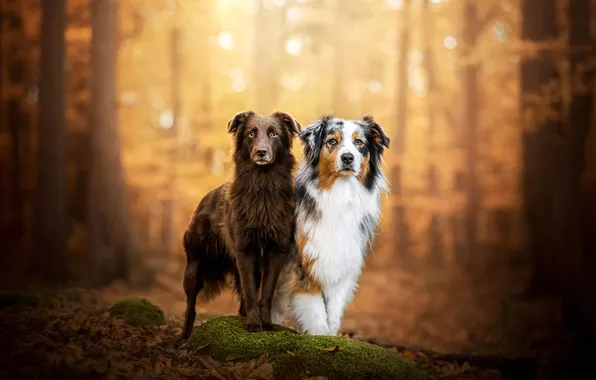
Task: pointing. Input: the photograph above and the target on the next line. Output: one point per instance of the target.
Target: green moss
(138, 312)
(18, 299)
(354, 360)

------------

__Task brief__. Everything in the entries above should be written out again exactly, except the images.

__Answer for this exercise__.
Task: pointing. Input: the photograph above and the target on the next line. Output: one point per instance of the target.
Target: green moss
(138, 312)
(18, 299)
(354, 360)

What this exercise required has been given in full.